## Text for analysis
This problem was posted some months ago by my client – and he thought it
was possibly a bug in Proc32 when the PIDs reached 32767. The immediate
symptom is something is “killing” emu387. This occurs
One of the technicians at QSSL wrote a program that continuously forked to
itself, generating new PIDs in the process. It sequenced past “the magic”
number without any difficulty.
In the meantime, I have garnered some additional information. First, some
background. This is an embedded system that is set up to run a number of
processes at times determined by the end user. Everything is controlled by
cron and a crontab. The end user can call in and download the data that has
been collected, revise the crontab, and run the processes from the command
line. In practice, the end user is calling in at most once a week – then
just to download the data files.
I have peppered the source code with trace() statements. There is one for
every library function that returns an error code or sets errno. These will
be “traced” only if an error occurs.
In the most recent experiment (finally got the client to set up a system in
their laboratory), the crontab was loaded to run one of the processes every
minute (and nothing else). After approximately a week, we have the problem
The next-to-last time, the shell started by cron has a PID of 32756. The
process started by the shell has a PID of 3. This one runs and completes.

## Data extract
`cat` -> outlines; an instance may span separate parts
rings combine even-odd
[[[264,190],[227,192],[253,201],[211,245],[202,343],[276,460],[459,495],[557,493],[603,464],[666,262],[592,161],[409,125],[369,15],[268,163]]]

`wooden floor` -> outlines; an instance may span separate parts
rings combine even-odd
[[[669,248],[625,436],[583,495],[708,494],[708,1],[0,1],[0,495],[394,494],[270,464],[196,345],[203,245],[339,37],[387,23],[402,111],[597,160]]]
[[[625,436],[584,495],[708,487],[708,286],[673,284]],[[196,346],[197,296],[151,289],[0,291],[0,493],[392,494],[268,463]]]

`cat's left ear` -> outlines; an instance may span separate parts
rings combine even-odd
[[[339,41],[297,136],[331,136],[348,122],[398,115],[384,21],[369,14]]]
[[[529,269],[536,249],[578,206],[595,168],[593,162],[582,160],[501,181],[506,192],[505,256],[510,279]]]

## Problem requirements
Please copy the forum post from the passage that begins with "I have peppered" through the one ending "an error occurs.", renaming "trace()" to "debug()" wherever it occurs.

## Solution for this task
I have peppered the source code with debug() statements. There is one for
every library function that returns an error code or sets errno. These will
be “traced” only if an error occurs.